Trecho apresentado:
# # # #
Entenda como a agroecologia é um dos pilares da revolução agrícola em Burkina Faso
Bem Viver mostra a luta de camponeses contra os transgênicos e para produzir alimentos saudáveis no país do Sahel.
Em Koubri, a 40 quilômetros de Uagadugu, a capital de Burkina Faso, o canto marca o início do trabalho diário das 30 mulheres da Associação Feminina de Watinoma. Ali, elas cultivam mais de dois hectares com práticas agroecológicas, abastecendo suas famílias, escolas e mercados locais.
“Eu produzo cebola, tomate, e a partir da estação de chuvas eu mudo de produção, cultivando o milho e o amendoim”, descreve a produtora Kafando Wendyaoda a reportagem do Bem Viver, programa do Brasil de Fato. “Com o que ganho com o meu trabalho, eu ajudo meu marido a sustentar a família. Também ajudo na escolaridade dos nossos filhos. Portanto, nós comemos de forma saudável, eu tenho uma boa saúde. E eu ganho um pouco de dinheiro de vez em quando para economizar para outros investimentos”, completa.
Atualmente, a agroecologia é um dos pilares da revolução agrária em curso no país do Sahel. Muito além de um conjunto de técnicas de cultivo, ela se tornou parte central do projeto político do governo de Ibrahim Traoré, que assumiu em 2022 para liderar um processo de ruptura contra o neocolonialismo francês na região.
# # # #
Dados para análise:
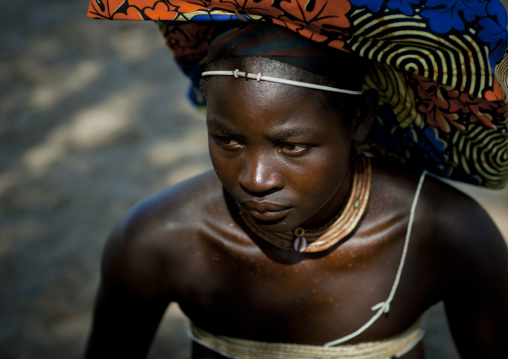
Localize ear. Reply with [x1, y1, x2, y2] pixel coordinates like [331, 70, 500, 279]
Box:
[353, 89, 379, 145]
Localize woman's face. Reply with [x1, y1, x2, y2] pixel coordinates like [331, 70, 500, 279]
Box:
[207, 76, 358, 232]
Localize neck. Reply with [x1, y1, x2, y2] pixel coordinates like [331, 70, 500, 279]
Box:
[302, 155, 354, 227]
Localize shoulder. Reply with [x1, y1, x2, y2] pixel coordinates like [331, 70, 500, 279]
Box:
[373, 158, 508, 276]
[102, 172, 223, 296]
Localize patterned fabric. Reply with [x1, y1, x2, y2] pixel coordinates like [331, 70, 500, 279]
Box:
[88, 0, 508, 188]
[207, 23, 371, 92]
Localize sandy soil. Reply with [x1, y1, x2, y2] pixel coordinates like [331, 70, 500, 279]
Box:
[0, 0, 508, 359]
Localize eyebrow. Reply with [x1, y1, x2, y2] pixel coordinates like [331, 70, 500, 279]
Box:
[206, 118, 317, 142]
[206, 118, 241, 137]
[268, 127, 317, 141]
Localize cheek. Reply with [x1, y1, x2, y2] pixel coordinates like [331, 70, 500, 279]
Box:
[208, 139, 238, 189]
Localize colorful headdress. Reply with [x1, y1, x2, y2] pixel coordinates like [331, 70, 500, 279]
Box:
[88, 0, 508, 188]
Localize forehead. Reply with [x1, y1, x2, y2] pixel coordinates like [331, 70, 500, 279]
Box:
[207, 76, 341, 133]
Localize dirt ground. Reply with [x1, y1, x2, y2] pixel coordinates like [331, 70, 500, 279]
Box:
[0, 0, 508, 359]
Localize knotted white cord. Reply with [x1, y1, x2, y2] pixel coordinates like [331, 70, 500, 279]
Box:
[201, 69, 362, 95]
[324, 171, 427, 347]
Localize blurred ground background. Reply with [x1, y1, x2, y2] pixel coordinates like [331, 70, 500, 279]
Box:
[0, 0, 508, 359]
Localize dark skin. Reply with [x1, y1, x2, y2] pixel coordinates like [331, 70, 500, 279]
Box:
[86, 60, 508, 359]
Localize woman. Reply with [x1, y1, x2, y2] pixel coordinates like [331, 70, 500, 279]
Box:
[87, 1, 508, 358]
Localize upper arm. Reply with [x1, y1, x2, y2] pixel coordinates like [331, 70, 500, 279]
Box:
[86, 204, 175, 358]
[438, 187, 508, 358]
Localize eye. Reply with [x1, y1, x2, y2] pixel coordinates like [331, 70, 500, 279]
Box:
[280, 143, 311, 156]
[210, 134, 241, 150]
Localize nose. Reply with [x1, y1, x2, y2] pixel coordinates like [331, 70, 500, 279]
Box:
[239, 154, 284, 197]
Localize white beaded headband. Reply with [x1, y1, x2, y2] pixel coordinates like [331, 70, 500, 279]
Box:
[201, 69, 362, 95]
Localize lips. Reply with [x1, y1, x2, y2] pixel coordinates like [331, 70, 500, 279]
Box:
[241, 201, 293, 222]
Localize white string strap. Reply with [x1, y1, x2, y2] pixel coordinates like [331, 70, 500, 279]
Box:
[325, 171, 427, 347]
[201, 69, 362, 95]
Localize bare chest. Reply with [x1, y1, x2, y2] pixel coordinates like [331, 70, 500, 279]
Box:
[175, 214, 431, 344]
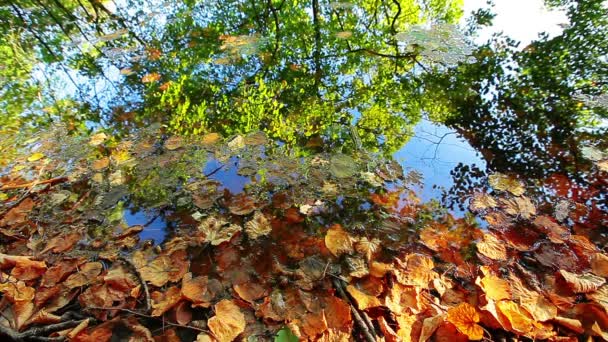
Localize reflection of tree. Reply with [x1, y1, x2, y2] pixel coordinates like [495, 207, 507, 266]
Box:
[3, 0, 461, 152]
[432, 1, 608, 208]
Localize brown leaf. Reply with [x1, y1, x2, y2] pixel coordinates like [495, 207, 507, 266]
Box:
[150, 286, 182, 317]
[0, 197, 35, 227]
[559, 270, 606, 293]
[41, 232, 82, 254]
[488, 172, 526, 196]
[233, 282, 267, 303]
[469, 193, 498, 211]
[477, 234, 507, 260]
[418, 314, 445, 342]
[346, 285, 382, 310]
[64, 262, 103, 289]
[207, 299, 246, 342]
[384, 283, 421, 315]
[0, 254, 46, 281]
[475, 274, 511, 301]
[395, 254, 439, 288]
[590, 253, 608, 278]
[500, 196, 536, 219]
[245, 211, 272, 240]
[198, 216, 241, 246]
[496, 301, 534, 334]
[586, 285, 608, 312]
[325, 224, 354, 256]
[446, 303, 483, 340]
[182, 274, 217, 308]
[228, 193, 257, 215]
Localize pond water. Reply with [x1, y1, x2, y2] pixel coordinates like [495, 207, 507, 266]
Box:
[0, 0, 608, 341]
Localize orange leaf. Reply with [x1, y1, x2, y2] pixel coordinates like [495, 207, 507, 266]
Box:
[150, 286, 182, 316]
[446, 303, 483, 340]
[346, 285, 382, 310]
[559, 270, 606, 293]
[207, 299, 246, 342]
[325, 224, 354, 256]
[477, 234, 507, 260]
[591, 253, 608, 278]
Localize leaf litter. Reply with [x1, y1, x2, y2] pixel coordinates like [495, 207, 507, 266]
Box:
[0, 129, 608, 341]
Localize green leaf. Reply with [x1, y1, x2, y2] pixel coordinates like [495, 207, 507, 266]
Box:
[329, 154, 357, 178]
[274, 327, 298, 342]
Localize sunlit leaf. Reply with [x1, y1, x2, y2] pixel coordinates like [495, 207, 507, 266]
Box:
[488, 172, 526, 196]
[559, 270, 606, 293]
[446, 303, 483, 340]
[207, 299, 246, 342]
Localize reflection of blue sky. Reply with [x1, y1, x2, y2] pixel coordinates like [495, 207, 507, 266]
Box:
[394, 120, 485, 201]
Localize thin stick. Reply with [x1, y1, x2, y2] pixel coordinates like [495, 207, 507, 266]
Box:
[118, 256, 152, 314]
[333, 279, 376, 342]
[86, 306, 209, 333]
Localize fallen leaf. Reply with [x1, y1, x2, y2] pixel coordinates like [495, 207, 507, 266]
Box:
[346, 285, 382, 310]
[325, 224, 354, 256]
[64, 262, 103, 289]
[469, 192, 498, 211]
[500, 196, 536, 219]
[418, 314, 445, 342]
[475, 274, 511, 301]
[198, 216, 241, 246]
[496, 301, 534, 334]
[559, 270, 606, 293]
[488, 172, 526, 196]
[446, 303, 483, 340]
[233, 282, 267, 303]
[27, 152, 45, 162]
[89, 132, 108, 146]
[164, 135, 184, 151]
[477, 234, 507, 261]
[590, 253, 608, 278]
[207, 299, 246, 342]
[150, 286, 182, 317]
[245, 211, 272, 240]
[329, 153, 357, 178]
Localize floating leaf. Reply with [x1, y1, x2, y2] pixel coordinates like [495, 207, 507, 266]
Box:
[198, 216, 241, 246]
[559, 270, 606, 293]
[477, 234, 507, 260]
[245, 211, 272, 240]
[325, 224, 354, 256]
[27, 152, 45, 162]
[207, 299, 247, 342]
[470, 193, 498, 211]
[329, 154, 357, 178]
[89, 132, 108, 146]
[488, 172, 526, 196]
[446, 303, 483, 340]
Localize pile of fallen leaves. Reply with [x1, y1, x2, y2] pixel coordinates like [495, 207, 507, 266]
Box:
[0, 129, 608, 341]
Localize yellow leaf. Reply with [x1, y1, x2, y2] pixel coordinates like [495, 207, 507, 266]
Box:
[346, 285, 382, 310]
[559, 270, 606, 293]
[245, 211, 272, 240]
[591, 253, 608, 278]
[496, 301, 534, 334]
[325, 224, 354, 256]
[477, 234, 507, 260]
[89, 132, 108, 146]
[27, 152, 44, 162]
[500, 196, 536, 219]
[469, 193, 498, 211]
[488, 172, 526, 196]
[476, 274, 511, 301]
[198, 216, 241, 246]
[446, 303, 483, 340]
[207, 299, 246, 342]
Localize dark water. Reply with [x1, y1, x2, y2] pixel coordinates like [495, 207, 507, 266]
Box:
[0, 0, 608, 340]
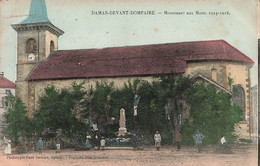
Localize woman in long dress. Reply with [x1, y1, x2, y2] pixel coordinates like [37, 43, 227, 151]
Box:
[4, 137, 12, 155]
[86, 133, 92, 150]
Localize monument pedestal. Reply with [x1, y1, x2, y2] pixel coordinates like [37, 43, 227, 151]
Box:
[118, 127, 126, 136]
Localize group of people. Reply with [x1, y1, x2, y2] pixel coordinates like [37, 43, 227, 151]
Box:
[37, 136, 61, 154]
[154, 130, 205, 153]
[86, 133, 106, 150]
[86, 133, 106, 150]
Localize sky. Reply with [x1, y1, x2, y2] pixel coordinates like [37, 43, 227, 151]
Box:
[0, 0, 258, 86]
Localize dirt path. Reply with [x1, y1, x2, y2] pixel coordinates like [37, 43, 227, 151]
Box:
[0, 145, 257, 166]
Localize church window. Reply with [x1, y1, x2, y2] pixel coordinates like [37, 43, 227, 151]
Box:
[26, 38, 37, 54]
[211, 68, 217, 81]
[50, 41, 55, 51]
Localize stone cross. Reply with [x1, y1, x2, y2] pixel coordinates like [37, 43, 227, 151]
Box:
[118, 108, 126, 136]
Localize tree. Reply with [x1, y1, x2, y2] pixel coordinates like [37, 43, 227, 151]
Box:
[33, 83, 86, 138]
[4, 97, 33, 144]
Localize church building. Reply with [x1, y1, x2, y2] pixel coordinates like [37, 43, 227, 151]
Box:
[12, 0, 254, 136]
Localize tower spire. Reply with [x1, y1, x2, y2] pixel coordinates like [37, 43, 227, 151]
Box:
[21, 0, 51, 24]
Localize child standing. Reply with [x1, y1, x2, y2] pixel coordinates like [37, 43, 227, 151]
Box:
[193, 130, 205, 153]
[86, 133, 92, 150]
[56, 137, 61, 153]
[4, 137, 12, 155]
[175, 130, 181, 150]
[100, 137, 106, 150]
[154, 130, 161, 150]
[37, 137, 44, 153]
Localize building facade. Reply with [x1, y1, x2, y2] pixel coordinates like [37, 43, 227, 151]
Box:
[12, 0, 254, 136]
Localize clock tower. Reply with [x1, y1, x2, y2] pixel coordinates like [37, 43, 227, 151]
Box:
[12, 0, 64, 107]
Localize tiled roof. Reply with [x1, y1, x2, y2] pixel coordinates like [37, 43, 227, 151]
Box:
# # # #
Tarefas obrigatórias:
A) Por favor, explique em uma a três frases o que Kafando Wendyaoda faz com o que ganha com o trabalho, segundo o texto sobre agroecologia em Burkina Faso.
B) Escreva a continuação do texto sobre agroecologia em Burkina Faso a partir da última frase apresentada.

Respostas abaixo:
A) Com o que ganha, Kafando Wendyaoda ajuda o marido a sustentar a família e contribui para a escolaridade dos filhos. De vez em quando, também consegue guardar um pouco de dinheiro para outros investimentos.

B)
O país é um dos poucos no mundo a ter uma Estratégia Nacional para o Desenvolvimento da Agroecologia: o compromisso público assumido por Traoré é alcançar 30% das áreas agrícolas no país sendo conduzidas com princípios agroecológicos até 2030.
Essa projeção é construída a partir do diálogo e da atuação de organizações populares e associações camponeses, como a Watinoma, e a Associação Yelemani, idealizado pela ativista e agroecóloga Blandine Sankara, que estiveram a frente das lutas históricas contra as multinacionais e a presença de transgênicos no país.
Soulemane Yougbare, diretor técnico do Conselho Nacional da Agricultura Biológica de Burkina Faso (CNABio), ressalta o papel determinante das associações nesse processo.
“Nos anos 2000, vimos a invasão das sementes geneticamente modificadas, especialmente no cultivo do algodão. O Burkina Faso enfrentou essa pressão e chegou a adotar, infelizmente, culturas transgênicas. Mas a sociedade civil, incluindo nossas organizações, reagiu com mobilizações e marchas que fizeram as multinacionais recuarem e reavaliarem suas práticas”, explica Yougbare.
“Entre nós, dizemos que são os pequenos camponeses que alimentam Burkina Faso. A agroindústria já mostrou seus limites em todos os níveis. Portanto, são os camponeses que alimentam os burkinabés”, afirma.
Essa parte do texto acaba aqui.